> **DIRECTIONS FOR THIS TASK**:
Can you shift every coordinate in the answers by -80 and write out again everything from the line containing "of the turquoise" down to the end of the records, requests included?

** Begin RECORDS **

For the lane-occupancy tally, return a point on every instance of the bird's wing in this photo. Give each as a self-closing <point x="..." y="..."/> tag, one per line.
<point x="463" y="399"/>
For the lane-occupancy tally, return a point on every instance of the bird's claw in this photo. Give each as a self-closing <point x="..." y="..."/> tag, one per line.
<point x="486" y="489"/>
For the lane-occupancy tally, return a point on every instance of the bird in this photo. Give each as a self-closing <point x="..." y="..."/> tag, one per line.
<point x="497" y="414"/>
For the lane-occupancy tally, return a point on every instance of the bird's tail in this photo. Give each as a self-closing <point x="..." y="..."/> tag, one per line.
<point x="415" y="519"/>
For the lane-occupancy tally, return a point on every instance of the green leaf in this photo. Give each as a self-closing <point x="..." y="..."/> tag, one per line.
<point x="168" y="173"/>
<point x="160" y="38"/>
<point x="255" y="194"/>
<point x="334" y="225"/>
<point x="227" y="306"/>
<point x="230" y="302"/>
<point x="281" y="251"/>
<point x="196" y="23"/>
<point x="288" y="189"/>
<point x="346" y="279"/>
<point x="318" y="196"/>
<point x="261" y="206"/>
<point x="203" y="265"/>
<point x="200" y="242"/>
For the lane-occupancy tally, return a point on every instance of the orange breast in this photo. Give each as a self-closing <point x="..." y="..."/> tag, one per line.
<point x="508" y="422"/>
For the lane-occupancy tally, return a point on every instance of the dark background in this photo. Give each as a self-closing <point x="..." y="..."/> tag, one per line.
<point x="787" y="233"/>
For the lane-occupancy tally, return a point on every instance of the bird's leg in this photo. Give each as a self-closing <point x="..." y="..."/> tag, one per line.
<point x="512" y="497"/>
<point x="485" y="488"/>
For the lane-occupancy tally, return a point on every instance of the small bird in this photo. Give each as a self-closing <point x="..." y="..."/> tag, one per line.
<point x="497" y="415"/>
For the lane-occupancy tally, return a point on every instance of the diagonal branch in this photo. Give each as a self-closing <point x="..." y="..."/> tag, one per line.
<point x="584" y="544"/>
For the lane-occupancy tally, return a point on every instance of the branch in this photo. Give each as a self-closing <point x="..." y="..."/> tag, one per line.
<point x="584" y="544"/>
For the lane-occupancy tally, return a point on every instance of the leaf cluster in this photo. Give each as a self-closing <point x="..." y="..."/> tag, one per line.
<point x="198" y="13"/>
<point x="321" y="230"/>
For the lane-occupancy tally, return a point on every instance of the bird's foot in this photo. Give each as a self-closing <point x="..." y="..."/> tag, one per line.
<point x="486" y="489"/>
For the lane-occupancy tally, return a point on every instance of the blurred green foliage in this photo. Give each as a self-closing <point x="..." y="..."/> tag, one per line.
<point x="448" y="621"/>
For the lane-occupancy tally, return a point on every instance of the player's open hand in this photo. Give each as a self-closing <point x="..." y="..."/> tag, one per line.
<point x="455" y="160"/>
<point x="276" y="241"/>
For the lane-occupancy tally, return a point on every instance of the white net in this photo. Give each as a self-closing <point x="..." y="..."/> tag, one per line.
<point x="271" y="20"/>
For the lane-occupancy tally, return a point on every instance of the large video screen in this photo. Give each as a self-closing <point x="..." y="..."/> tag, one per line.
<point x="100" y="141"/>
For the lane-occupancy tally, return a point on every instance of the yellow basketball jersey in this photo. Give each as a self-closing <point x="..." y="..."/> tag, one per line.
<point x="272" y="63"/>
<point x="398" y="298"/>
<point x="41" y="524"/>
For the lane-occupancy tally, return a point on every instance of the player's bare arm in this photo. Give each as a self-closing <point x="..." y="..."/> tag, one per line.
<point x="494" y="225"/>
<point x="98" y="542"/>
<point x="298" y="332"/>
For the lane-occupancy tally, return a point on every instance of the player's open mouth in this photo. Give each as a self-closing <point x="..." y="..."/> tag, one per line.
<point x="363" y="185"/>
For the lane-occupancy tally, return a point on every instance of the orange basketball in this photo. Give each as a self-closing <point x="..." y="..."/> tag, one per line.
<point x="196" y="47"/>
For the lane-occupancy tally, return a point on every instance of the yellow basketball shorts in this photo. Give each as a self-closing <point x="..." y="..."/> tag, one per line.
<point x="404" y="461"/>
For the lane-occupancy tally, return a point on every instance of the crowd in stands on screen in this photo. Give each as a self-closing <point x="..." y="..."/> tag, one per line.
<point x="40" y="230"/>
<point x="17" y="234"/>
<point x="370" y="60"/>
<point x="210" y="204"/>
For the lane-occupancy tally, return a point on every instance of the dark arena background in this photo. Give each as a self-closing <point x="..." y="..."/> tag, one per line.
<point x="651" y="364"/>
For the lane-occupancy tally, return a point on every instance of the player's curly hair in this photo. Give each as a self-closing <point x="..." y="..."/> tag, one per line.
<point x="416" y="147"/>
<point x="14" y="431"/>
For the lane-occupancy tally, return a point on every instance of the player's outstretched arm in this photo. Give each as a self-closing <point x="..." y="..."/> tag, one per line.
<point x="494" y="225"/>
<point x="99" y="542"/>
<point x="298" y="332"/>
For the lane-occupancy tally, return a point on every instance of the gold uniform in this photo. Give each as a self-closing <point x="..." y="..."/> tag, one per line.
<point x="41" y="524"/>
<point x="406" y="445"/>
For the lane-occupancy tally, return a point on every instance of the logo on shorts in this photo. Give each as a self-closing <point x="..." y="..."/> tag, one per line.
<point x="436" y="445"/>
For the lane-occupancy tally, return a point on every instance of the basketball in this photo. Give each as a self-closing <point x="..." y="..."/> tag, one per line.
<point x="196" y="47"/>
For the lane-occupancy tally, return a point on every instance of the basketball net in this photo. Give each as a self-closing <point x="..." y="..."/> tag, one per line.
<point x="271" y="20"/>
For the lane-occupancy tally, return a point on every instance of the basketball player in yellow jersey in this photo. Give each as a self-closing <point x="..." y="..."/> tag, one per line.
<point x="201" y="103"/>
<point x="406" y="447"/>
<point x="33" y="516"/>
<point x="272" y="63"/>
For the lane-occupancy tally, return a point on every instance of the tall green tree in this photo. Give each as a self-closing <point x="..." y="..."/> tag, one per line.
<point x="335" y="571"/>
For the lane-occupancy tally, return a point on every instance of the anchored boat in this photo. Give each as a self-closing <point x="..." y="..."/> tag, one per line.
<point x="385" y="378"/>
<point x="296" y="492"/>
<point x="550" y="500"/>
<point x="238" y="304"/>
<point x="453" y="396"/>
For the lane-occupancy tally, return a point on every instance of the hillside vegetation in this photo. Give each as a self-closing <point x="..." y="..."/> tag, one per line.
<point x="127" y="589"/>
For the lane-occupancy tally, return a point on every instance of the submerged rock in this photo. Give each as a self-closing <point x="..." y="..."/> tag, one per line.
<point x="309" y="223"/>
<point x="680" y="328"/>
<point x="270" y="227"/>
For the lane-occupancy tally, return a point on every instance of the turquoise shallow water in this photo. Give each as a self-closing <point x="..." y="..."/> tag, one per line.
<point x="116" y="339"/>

** End RECORDS **

> **RESPONSE TO THIS TASK**:
For the lane-occupancy tally, return a point on every instance of the turquoise shallow water in this photo. Give each as a self-closing <point x="..." y="..."/> tag, one per line.
<point x="36" y="259"/>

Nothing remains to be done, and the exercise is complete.